EXERCISE TASK :: Nothing but the lines from the one containing "# test: point to the black sneaker, one" through the last line should be written out, please, exactly as they stand.

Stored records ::
•••

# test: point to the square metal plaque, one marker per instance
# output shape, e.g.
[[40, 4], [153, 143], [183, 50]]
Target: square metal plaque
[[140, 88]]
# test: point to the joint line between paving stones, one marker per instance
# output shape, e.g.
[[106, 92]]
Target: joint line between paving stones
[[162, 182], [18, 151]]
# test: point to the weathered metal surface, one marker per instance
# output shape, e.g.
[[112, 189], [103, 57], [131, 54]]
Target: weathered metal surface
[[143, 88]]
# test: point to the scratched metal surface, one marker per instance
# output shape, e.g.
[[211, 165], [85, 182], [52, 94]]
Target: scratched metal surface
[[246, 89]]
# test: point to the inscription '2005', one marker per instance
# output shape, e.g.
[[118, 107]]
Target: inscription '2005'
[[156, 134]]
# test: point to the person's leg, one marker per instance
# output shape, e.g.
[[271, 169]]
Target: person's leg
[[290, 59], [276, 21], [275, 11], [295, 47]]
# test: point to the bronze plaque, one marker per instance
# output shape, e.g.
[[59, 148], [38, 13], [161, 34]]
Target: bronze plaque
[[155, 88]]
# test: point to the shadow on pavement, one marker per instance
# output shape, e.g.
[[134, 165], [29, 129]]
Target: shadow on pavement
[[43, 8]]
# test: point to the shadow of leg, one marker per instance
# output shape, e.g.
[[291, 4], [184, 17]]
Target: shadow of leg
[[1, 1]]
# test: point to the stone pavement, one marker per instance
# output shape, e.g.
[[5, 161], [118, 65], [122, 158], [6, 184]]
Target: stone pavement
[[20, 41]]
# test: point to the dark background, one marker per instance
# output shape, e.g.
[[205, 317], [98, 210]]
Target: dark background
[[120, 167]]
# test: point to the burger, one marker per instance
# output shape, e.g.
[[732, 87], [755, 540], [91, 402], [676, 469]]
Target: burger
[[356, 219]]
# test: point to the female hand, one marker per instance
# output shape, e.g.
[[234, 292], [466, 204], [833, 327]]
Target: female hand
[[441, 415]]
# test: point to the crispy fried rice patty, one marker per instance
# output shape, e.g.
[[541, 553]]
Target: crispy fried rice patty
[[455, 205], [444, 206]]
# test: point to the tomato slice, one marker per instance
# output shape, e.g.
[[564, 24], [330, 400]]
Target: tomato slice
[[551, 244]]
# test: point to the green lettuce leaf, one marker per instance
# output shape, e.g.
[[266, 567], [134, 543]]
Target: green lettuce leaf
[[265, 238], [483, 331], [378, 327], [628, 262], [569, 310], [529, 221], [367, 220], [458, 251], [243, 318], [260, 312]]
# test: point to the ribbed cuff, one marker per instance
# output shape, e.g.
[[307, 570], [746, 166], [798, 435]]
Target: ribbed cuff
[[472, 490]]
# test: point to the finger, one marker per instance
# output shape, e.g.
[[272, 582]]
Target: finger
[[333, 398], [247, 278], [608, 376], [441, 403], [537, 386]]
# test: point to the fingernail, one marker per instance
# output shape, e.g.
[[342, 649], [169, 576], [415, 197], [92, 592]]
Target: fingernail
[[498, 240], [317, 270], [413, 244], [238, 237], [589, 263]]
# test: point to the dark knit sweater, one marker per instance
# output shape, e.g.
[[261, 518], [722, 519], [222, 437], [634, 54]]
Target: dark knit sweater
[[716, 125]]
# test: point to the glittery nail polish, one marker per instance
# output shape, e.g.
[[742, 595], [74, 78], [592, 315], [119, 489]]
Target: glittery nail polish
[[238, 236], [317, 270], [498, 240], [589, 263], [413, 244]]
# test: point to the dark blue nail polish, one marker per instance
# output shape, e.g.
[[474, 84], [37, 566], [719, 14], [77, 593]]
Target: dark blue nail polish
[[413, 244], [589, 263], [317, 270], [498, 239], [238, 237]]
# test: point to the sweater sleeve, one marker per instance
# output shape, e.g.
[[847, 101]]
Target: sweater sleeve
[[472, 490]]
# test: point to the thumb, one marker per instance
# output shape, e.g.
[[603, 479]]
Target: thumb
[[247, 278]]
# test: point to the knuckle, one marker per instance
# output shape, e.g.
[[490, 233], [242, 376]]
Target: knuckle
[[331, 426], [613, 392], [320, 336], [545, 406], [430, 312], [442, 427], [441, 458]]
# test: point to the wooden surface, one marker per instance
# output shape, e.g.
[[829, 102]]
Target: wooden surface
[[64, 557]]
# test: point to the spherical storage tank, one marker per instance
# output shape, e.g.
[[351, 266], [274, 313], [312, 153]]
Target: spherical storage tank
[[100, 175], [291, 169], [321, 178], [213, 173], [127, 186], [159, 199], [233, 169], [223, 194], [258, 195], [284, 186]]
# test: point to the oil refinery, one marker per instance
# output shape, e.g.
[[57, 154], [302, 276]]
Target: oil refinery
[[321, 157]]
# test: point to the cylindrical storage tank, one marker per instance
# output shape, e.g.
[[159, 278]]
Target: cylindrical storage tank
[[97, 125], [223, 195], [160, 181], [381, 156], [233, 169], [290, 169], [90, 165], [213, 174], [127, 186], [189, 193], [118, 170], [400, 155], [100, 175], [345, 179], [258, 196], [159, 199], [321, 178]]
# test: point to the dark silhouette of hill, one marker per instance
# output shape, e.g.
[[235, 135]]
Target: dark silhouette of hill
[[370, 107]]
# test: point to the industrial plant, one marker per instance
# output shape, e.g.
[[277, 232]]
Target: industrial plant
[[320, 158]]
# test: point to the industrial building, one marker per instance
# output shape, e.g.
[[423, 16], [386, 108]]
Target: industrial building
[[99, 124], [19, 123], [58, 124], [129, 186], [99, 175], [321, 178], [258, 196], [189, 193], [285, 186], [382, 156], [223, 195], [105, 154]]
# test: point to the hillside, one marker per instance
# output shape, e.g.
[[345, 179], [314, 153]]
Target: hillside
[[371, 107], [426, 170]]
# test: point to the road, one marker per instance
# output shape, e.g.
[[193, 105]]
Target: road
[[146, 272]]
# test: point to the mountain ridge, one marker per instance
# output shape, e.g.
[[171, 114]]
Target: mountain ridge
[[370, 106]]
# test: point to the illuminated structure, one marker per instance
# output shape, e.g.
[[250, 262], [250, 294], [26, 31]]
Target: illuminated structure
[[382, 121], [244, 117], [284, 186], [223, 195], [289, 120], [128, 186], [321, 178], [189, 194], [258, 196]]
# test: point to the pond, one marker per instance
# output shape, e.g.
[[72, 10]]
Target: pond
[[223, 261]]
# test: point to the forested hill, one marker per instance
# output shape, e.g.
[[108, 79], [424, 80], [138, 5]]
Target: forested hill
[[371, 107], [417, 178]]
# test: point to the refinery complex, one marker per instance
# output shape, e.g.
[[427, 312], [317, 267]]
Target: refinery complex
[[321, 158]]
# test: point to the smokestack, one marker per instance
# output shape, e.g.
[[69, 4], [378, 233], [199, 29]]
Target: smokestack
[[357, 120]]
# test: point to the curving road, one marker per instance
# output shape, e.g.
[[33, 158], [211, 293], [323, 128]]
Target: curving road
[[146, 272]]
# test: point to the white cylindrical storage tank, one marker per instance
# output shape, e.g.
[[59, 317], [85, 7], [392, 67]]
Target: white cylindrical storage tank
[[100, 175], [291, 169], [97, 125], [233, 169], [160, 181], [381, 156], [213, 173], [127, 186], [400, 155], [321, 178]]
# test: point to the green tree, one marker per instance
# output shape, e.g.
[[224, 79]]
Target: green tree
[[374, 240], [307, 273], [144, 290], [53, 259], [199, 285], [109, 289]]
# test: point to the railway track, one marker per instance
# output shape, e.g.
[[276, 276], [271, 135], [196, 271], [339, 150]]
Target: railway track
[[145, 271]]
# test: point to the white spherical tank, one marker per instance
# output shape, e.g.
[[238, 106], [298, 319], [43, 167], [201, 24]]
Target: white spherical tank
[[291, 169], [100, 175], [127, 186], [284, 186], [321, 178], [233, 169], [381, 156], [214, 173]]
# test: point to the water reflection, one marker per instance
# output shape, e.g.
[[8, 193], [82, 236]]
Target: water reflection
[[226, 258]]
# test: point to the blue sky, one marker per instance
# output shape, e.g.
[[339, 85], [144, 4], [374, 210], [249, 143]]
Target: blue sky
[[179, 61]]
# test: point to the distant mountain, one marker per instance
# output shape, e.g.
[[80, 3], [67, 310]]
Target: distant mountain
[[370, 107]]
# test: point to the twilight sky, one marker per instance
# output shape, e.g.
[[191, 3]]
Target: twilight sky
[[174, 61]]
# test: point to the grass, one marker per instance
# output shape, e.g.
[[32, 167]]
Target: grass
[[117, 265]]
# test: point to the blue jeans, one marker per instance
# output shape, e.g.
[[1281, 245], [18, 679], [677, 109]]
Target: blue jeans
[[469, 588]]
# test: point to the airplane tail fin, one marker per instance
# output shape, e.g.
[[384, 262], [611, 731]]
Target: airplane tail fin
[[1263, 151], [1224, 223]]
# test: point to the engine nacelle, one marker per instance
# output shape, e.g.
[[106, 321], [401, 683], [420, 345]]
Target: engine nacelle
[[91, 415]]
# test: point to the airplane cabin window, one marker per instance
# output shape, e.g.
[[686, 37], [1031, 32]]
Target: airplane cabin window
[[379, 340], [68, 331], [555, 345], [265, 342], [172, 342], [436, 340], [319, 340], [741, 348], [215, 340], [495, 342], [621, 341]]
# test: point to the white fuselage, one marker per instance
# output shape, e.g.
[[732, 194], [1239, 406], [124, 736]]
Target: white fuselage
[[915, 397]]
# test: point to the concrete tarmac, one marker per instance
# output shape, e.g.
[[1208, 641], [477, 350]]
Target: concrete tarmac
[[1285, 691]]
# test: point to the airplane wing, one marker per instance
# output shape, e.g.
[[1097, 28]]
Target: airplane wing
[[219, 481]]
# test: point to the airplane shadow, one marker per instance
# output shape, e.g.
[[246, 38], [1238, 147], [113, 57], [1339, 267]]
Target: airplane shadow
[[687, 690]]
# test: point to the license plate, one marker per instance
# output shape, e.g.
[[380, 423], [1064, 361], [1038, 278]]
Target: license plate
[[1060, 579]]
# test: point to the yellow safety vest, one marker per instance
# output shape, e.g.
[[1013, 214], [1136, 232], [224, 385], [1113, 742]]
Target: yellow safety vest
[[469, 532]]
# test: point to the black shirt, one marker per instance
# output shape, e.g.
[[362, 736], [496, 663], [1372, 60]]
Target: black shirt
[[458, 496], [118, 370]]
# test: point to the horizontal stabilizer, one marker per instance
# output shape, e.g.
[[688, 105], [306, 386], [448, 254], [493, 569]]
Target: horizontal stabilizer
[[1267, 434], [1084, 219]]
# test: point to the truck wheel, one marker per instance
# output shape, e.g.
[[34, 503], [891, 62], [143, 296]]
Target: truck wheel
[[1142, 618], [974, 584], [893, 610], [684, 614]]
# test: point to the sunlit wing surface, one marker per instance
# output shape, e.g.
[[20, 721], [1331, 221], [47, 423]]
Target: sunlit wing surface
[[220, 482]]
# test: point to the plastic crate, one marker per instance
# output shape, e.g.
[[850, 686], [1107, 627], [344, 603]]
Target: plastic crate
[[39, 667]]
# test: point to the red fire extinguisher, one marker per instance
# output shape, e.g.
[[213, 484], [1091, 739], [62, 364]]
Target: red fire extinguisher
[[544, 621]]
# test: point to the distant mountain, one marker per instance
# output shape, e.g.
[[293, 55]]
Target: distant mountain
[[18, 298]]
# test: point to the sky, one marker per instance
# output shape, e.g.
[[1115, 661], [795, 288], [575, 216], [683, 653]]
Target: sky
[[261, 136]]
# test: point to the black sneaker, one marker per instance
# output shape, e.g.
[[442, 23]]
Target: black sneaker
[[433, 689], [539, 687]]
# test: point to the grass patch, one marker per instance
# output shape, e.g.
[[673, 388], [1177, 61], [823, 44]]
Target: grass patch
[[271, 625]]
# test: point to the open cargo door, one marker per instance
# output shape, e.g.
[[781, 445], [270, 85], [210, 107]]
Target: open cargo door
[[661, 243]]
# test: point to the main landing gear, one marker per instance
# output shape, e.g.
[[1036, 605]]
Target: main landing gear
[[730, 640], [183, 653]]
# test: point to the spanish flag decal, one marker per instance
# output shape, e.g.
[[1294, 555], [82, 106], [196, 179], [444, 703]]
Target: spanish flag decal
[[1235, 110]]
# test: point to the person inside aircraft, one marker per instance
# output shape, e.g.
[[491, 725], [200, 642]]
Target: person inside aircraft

•••

ANSWER TO THIS PROBLEM ::
# test: point to the black sneaker, one marker per instance
# output shape, e.g.
[[442, 23]]
Target: black sneaker
[[433, 689], [539, 687]]
# test: point to the grass patch, one marker per instance
# output shape, e.g.
[[673, 388], [1177, 61], [823, 44]]
Target: grass patch
[[271, 625]]
# test: point to the open cargo door, one marker per instance
# output shape, e.g.
[[781, 445], [270, 85], [210, 107]]
Target: open cargo door
[[661, 243]]
# test: point to the main landing gear, one marker per instance
# output shape, e.g.
[[1036, 605]]
Target: main landing gear
[[730, 640], [183, 653]]
# test: point to the spanish flag decal, one marker per instance
# output shape, e.g.
[[1294, 555], [82, 106], [196, 179], [444, 703]]
Target: spanish flag decal
[[1235, 110]]
# test: point to the person inside aircraft, one marker per instance
# output shape, e.g.
[[491, 725], [200, 642]]
Target: person inside aircraft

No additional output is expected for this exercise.